*Task instructions*
Can you copy the records below word for word, starting at the line with "For the benchmark, mark every instance of the building" and continuing up to and including the line with "[[608, 212]]"?
[START OF Excerpted data]
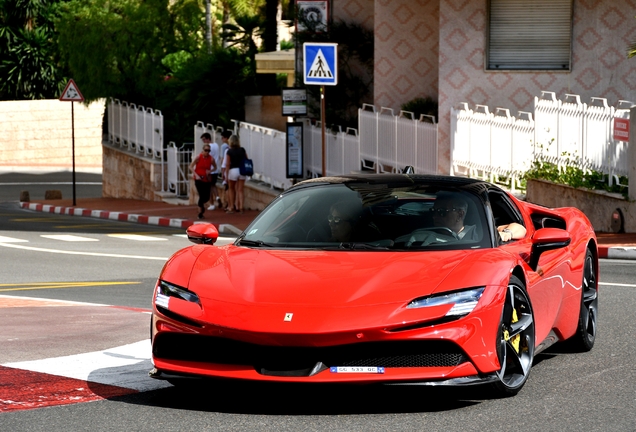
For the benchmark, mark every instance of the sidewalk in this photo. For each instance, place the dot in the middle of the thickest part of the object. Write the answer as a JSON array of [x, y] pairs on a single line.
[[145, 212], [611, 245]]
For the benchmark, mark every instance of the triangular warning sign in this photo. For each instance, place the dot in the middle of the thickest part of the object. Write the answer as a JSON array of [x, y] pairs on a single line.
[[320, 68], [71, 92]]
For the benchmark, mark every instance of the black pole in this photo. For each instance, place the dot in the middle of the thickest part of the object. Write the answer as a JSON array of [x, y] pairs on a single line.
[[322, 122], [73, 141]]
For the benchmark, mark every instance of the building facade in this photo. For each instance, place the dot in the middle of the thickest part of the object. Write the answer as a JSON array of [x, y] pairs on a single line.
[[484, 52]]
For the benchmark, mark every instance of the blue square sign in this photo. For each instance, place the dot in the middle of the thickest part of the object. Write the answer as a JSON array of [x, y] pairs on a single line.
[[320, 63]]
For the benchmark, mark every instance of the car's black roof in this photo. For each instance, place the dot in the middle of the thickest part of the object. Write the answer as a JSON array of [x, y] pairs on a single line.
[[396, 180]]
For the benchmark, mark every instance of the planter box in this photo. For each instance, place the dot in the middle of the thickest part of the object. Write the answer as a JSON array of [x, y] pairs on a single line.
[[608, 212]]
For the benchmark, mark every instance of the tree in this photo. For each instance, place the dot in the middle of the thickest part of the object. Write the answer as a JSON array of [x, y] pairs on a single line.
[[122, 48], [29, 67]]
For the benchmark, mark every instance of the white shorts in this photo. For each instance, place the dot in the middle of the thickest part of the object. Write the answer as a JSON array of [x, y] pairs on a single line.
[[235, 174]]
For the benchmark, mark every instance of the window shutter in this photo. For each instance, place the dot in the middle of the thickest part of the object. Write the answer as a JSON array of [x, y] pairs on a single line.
[END OF Excerpted data]
*Exercise output*
For the benchmark, mark every instance of the building facade in this photo. For each instance, place the dot in the middle of the thickest part of the object. Write the answer as a JSON array of [x, y] pairs on a single line.
[[484, 52]]
For the benchmark, mark every instance of the blue square sign in this photo. For each instance, place the dot in the middle of the thickest part of the object. Write the answer as a JSON array of [x, y] pairs on a single line.
[[320, 63]]
For the benchmark, mark every instance of the car's black roof in this photo. For each instance, place the dot in the middle of the thickest part of the object. Write the answer as a JSON array of [x, y] pairs on a single line.
[[396, 180]]
For the benchmark, mark every instance of the planter box in this photo. For each instance, place the dot in the middle of the thickest part of the object. Write the answer as a JSON array of [x, y] pairs on a single line.
[[608, 212]]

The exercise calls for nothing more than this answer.